◆ **SOURCE TEXT**:
- - -
Computer Scientists Discover Limits of Major Research Algorithm (原文链接)
计算机科学家发现主要研究算法的局限性(英文翻译)
封面原文:
Many aspects of modern applied research rely on a crucial algorithm called gradient descent. This is a procedure generally used for finding the largest or smallest values of a particular mathematical function — a process known as optimizing the function. It can be used to calculate anything from the most profitable way to manufacture a product to the best way to assign shifts to workers.
Yet despite this widespread usefulness, researchers have never fully understood which situations the algorithm struggles with most. Now, new work explains it, establishing that gradient descent, at heart, tackles a fundamentally difficult computational problem. The new result places limits on the type of performance researchers can expect from the technique in particular applications.
- - -
◆ **INFORMATION SHOWN**:
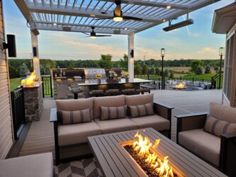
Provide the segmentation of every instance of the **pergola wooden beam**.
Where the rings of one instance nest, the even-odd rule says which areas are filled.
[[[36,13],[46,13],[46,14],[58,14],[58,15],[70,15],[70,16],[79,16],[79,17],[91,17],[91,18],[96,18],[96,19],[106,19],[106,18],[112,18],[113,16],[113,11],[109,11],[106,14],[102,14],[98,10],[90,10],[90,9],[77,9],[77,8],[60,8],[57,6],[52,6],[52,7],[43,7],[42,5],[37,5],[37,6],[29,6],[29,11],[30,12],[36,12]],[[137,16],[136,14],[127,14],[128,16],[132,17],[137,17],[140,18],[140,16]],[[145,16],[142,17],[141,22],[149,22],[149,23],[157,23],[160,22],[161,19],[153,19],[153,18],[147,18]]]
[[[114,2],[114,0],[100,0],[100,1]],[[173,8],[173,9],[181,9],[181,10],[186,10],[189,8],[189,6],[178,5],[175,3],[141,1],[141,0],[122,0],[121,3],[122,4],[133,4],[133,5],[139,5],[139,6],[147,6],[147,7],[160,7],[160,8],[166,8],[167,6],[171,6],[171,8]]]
- - -
◆ **GIVEN TASK**: Return the passage of the gradient descent article starting at "Yet despite this" and ending at "in particular applications.". Rely only on the article about gradient descent and not on the material.

◆ **ANSWER TO THE EXERCISE**:
Yet despite this widespread usefulness, researchers have never fully understood which situations the algorithm struggles with most. Now, new work explains it, establishing that gradient descent, at heart, tackles a fundamentally difficult computational problem. The new result places limits on the type of performance researchers can expect from the technique in particular applications.